INFORMATION SUPPLIED: Begin

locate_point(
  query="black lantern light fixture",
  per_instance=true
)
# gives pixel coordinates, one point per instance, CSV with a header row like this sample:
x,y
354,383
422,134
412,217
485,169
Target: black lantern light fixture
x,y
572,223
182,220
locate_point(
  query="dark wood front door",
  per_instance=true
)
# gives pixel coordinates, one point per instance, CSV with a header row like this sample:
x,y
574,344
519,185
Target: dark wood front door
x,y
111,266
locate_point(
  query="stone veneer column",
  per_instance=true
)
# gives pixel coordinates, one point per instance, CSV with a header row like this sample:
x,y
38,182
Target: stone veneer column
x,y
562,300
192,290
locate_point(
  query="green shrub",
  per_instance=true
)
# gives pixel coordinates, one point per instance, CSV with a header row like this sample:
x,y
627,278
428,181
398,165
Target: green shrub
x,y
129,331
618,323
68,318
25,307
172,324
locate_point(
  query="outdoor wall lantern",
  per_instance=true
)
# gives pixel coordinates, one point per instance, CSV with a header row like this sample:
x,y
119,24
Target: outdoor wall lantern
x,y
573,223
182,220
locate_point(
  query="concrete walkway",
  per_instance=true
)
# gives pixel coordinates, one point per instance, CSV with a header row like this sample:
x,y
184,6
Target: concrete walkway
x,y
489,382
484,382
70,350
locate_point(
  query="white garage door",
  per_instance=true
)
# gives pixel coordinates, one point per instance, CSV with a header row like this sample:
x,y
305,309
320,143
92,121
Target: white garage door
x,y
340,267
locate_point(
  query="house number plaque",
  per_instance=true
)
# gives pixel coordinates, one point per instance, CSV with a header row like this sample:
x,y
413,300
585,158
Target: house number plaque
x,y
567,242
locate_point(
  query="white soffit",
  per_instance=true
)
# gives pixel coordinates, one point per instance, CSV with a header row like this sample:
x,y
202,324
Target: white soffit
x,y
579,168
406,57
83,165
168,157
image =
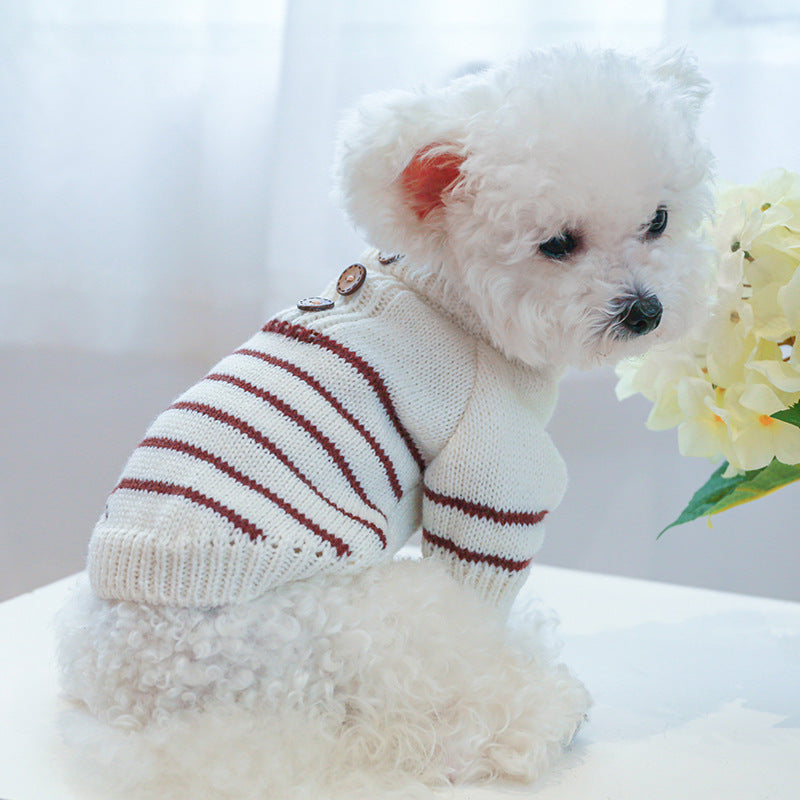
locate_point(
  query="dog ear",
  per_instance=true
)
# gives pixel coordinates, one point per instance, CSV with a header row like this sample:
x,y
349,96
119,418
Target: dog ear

INFORMATION SUPPLIED: End

▸ **EXERCISE AIM**
Go through the entries and return each line where the word "query" appears.

▸ **EXERCISE RESULT**
  query="black lantern light fixture",
  query="dark wood front door",
  query="stone veneer column",
  query="green shrub",
  query="outdoor wall lantern",
  query="concrete walkway",
  query="white garage door",
  query="house number plaque",
  query="white soffit",
  query="dog ear",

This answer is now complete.